— Start of ARTICLE —
Validate if a given string is numeric.
Some examples:
"0"
=> true
" 0.1 "
=> true
"abc"
=> false
"1 a"
=> false
"2e10"
=> true
Note: It is intended for the problem statement to be ambiguous. You should gather all requirements up front before implementing one.
Solution:
The key point of this problem is that we have to gather all possible cases, the problem is intended to be ambiguous. This problem is to test whether you have a comprehensive knowledge about a valid number.
Basically, we have to find what kind of number is not valid.
After trim the string: remove all the leading space and trailing space
First of all, if there is a sign '+' or '-', it must be the first char or after a 'e' or 'E' and must be followed by number.
Secondly, if there is a 'e' or 'E', there must be no 'e' or 'E' occurred before, which means, only one scientific sign is allowed. There must be numbers before it and after it.
Thirdly, if there is a '.', must be no scientific sign before it and no dot before it. It must either follow a number or be followed by a number or scientific sign.
— End of ARTICLE —
**WORK REQUIRED:** Could you turn the paragraph beginning "Secondly, if there is a 'e' or 'E'" in the article on validating numeric strings into a brief bulleted list of its rules?
— Start of ENTRIES SHOWN —
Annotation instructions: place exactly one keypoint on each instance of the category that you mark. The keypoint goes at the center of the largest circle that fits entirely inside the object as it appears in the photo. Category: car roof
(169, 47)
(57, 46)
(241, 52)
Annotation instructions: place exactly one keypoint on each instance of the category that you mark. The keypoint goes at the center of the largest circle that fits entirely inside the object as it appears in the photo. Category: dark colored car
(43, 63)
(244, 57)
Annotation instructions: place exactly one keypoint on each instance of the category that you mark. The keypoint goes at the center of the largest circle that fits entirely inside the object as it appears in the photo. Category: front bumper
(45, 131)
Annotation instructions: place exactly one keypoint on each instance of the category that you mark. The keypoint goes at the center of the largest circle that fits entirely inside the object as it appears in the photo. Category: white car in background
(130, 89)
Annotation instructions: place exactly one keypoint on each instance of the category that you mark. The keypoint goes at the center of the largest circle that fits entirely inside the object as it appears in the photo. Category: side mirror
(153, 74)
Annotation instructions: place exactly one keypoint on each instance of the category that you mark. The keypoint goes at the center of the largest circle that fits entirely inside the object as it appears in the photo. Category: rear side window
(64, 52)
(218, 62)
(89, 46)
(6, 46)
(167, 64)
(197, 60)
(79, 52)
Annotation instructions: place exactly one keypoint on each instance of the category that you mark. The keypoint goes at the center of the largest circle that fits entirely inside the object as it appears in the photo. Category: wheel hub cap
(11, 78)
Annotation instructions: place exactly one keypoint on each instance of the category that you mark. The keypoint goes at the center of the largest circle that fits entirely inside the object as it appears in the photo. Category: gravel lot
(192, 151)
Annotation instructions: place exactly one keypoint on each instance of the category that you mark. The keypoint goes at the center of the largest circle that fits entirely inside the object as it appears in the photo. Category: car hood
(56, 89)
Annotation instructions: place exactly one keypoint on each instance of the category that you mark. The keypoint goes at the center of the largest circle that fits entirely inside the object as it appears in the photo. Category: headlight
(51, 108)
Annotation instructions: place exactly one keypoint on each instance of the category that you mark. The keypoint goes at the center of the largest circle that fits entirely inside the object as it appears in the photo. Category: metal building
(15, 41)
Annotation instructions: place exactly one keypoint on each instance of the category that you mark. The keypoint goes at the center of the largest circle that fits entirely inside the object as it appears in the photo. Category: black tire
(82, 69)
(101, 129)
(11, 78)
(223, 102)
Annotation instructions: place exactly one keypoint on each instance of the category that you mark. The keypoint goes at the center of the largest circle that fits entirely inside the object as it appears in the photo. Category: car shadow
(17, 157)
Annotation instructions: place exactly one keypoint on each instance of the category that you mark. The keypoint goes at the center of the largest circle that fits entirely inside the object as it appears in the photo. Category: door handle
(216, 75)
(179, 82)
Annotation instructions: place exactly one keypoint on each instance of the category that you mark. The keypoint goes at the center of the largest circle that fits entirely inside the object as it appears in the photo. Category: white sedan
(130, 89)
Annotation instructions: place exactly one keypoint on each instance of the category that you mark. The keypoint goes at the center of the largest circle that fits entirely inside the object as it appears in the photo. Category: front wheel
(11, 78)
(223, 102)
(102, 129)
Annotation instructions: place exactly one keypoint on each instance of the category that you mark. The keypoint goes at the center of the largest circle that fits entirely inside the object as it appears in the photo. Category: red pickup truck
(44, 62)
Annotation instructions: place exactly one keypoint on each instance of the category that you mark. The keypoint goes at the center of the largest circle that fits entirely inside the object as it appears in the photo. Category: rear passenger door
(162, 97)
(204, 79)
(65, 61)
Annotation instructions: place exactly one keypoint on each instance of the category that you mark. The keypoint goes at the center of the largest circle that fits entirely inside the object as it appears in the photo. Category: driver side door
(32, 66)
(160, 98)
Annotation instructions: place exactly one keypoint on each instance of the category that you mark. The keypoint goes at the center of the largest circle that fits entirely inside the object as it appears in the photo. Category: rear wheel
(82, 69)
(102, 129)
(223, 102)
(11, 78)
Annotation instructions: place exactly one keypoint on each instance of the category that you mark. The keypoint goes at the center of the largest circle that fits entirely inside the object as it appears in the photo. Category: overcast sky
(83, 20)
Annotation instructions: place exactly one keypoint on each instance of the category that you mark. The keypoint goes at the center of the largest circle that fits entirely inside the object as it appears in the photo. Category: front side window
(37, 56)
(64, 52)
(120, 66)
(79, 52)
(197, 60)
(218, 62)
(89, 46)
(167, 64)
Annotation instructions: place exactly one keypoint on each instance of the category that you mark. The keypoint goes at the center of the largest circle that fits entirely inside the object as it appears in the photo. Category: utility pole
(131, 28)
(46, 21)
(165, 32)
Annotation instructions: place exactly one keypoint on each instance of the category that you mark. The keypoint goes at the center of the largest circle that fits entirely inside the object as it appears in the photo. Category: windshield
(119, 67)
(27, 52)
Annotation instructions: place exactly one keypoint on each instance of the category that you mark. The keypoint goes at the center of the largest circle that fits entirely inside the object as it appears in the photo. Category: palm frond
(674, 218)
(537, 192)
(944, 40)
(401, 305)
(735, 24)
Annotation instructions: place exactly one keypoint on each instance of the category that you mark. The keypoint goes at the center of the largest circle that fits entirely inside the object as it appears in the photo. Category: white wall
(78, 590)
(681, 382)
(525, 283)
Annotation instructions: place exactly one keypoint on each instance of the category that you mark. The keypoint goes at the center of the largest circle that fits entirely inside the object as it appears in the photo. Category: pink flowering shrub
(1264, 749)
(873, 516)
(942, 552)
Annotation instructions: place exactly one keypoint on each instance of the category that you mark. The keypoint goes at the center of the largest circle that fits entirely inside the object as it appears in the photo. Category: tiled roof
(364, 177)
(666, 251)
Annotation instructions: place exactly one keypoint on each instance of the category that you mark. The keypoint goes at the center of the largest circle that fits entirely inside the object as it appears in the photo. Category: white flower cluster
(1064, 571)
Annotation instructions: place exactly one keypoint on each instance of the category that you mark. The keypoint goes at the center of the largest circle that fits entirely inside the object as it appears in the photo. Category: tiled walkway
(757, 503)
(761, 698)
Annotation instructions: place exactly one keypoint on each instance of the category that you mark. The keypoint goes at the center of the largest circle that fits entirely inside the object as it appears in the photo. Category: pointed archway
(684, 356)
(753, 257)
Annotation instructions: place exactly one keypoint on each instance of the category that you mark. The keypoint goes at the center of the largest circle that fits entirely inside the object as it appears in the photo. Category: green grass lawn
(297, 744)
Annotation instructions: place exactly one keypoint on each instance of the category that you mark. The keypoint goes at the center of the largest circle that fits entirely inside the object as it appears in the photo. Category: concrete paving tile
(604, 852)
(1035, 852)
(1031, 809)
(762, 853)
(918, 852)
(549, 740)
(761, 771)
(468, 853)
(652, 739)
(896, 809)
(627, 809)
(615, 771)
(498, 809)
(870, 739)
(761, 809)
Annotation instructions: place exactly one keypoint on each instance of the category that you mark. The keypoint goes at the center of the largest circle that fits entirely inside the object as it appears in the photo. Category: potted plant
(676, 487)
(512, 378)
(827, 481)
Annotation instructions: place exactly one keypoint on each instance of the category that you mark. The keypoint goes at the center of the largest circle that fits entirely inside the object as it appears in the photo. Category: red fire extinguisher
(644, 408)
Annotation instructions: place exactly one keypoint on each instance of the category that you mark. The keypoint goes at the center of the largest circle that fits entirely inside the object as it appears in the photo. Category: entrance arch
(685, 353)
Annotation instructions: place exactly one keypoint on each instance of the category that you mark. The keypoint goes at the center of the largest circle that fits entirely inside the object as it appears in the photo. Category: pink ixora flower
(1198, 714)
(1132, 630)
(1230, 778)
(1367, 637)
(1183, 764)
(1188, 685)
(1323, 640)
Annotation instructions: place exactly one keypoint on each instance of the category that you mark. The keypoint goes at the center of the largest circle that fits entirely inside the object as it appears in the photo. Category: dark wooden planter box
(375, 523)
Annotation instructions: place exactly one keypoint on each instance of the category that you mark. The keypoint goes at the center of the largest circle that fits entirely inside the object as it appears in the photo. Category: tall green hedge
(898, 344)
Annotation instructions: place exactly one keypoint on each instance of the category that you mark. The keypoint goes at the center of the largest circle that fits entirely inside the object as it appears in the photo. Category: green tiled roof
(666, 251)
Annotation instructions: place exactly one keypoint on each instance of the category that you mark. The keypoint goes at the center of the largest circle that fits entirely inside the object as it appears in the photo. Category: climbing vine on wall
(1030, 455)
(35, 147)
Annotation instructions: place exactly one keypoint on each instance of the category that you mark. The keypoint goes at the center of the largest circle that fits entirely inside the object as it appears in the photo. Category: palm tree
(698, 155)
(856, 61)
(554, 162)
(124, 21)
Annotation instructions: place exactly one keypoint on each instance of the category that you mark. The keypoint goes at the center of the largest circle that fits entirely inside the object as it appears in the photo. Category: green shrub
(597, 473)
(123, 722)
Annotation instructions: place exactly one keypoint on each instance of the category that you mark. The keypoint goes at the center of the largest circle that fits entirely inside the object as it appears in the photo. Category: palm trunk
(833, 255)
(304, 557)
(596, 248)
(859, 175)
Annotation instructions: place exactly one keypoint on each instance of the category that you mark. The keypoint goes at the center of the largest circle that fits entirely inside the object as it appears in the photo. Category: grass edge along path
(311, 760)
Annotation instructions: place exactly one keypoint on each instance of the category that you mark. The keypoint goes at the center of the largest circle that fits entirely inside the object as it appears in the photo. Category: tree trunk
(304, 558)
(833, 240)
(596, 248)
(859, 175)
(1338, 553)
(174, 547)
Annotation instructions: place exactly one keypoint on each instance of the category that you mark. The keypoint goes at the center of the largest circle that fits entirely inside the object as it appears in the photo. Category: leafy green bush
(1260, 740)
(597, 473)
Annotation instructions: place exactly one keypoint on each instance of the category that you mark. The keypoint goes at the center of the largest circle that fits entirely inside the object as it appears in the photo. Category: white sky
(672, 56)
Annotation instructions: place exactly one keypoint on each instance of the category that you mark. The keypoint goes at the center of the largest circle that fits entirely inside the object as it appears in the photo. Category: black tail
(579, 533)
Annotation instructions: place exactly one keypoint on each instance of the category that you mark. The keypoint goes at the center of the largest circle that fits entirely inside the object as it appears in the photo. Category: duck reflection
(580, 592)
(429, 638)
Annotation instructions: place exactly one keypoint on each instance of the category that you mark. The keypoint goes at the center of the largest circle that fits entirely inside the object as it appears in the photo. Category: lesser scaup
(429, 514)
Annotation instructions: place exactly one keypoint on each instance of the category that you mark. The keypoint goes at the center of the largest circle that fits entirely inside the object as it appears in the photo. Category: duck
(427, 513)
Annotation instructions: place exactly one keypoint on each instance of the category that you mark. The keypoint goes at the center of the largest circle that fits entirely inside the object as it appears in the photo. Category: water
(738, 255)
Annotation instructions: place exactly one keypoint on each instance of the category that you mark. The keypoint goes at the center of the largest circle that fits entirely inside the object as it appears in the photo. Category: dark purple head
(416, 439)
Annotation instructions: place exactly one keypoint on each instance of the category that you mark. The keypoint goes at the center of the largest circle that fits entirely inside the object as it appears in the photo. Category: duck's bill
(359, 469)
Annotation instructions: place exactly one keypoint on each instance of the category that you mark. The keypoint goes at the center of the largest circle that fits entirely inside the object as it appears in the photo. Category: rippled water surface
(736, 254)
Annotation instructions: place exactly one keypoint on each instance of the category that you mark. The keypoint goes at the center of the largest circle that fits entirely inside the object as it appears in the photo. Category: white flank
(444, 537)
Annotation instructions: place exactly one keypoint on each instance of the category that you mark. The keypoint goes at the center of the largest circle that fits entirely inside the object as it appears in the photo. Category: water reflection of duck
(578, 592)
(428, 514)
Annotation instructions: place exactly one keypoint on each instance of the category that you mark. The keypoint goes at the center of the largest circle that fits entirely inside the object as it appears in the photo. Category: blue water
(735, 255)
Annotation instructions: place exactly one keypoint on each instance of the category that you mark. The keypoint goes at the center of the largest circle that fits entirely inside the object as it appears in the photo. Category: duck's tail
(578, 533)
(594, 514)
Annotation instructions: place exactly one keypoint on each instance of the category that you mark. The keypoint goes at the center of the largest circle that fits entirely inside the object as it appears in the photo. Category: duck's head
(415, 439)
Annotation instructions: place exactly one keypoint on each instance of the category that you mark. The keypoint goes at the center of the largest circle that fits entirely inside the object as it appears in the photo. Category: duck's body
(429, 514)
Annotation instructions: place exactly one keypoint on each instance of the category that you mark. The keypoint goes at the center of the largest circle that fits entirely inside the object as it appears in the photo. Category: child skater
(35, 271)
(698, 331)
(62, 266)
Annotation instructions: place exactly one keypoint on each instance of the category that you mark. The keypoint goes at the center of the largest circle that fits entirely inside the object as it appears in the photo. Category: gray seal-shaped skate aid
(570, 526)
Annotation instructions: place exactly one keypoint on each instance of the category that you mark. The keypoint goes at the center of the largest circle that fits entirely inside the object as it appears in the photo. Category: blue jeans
— End of ENTRIES SHOWN —
**RESPONSE FOR THIS EXERCISE:**
- Only one 'e' or 'E' (scientific sign) is allowed, so none may appear before it.
- There must be numbers before it.
- There must be numbers after it.